Pull out every line in the data that has the string "fence" in it.

··· DATA EXTRACTS ···

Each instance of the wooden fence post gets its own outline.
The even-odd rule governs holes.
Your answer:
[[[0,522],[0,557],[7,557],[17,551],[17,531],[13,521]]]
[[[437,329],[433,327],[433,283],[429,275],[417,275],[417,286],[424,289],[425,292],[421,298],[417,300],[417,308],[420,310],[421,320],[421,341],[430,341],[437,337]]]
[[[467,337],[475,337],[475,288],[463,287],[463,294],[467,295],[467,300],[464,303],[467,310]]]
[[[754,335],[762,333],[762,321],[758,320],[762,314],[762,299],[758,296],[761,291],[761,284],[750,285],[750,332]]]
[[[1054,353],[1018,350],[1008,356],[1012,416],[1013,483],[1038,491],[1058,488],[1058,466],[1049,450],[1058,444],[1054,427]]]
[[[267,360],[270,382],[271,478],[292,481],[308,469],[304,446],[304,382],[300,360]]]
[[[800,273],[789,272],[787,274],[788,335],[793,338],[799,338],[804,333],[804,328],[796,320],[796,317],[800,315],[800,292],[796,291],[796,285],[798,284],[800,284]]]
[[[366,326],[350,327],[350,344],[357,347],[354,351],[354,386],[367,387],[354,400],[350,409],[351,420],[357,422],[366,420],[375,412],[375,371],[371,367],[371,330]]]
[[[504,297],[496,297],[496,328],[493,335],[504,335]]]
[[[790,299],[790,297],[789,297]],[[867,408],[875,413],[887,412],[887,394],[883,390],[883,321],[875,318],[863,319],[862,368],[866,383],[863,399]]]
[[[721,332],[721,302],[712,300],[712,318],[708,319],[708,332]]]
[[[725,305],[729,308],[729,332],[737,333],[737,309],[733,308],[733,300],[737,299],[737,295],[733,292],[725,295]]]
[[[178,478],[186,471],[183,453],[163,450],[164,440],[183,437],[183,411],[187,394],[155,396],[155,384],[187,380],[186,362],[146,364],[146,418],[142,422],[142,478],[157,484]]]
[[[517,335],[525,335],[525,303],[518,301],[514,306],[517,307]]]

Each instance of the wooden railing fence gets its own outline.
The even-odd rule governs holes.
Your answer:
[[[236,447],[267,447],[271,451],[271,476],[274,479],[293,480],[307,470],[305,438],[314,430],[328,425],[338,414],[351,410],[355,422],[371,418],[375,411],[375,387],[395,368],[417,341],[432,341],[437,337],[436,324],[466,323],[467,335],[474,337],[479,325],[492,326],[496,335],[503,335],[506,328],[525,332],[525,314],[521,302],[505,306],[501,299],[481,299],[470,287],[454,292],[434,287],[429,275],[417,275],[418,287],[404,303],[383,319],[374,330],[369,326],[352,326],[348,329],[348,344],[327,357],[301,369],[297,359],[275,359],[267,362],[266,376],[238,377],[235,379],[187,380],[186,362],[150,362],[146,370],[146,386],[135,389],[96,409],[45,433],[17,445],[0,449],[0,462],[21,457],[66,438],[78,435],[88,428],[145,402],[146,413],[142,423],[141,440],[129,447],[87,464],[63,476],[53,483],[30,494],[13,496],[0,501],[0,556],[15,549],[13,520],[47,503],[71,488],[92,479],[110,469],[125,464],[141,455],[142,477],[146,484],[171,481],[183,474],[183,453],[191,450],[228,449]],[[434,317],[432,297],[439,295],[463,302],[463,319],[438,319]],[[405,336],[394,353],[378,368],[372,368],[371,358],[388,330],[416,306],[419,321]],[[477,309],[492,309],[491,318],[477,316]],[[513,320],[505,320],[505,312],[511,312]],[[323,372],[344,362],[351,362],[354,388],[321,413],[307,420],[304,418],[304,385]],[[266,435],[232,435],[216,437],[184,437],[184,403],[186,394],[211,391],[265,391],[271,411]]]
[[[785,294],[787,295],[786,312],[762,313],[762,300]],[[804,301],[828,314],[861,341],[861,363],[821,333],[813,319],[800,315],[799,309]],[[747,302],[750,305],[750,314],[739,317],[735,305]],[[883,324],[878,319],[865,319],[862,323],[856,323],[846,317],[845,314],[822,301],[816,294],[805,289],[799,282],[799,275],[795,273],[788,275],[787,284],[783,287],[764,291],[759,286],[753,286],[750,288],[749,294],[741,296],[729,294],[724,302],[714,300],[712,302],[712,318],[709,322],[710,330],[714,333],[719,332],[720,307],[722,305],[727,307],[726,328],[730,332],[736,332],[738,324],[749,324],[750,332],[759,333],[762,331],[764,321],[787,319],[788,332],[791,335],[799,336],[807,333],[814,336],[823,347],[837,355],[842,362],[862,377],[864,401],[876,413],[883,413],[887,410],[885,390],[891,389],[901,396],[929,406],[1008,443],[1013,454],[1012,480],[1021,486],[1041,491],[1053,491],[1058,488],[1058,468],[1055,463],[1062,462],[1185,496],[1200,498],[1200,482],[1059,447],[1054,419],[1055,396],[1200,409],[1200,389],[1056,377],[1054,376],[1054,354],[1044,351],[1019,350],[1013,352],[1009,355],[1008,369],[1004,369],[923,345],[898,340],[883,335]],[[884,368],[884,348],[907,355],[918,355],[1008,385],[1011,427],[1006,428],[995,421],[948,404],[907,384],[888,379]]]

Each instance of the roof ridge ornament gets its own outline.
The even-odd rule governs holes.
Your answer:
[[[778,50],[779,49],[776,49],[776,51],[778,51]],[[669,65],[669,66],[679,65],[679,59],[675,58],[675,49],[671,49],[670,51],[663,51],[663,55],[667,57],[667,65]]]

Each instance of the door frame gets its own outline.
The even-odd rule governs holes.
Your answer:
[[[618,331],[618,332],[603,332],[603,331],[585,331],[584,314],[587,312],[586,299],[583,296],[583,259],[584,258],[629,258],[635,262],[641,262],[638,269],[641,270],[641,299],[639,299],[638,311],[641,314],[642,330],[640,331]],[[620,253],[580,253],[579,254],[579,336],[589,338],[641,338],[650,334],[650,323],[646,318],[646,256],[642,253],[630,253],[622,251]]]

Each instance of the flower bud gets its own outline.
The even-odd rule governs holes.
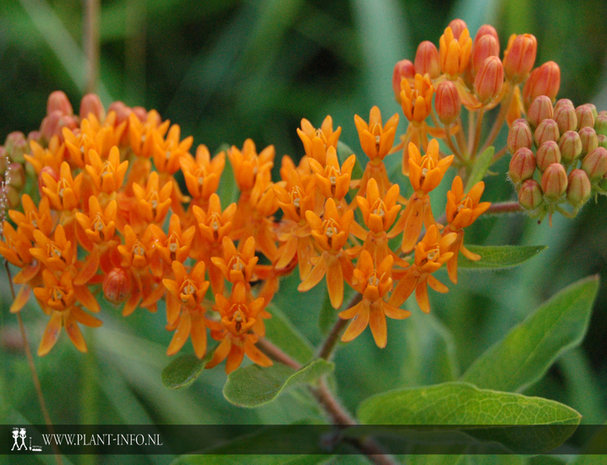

···

ANSWER BOX:
Each instance of the wooden fence post gets its own outline.
Each instance of the wooden railing fence gets its own outline.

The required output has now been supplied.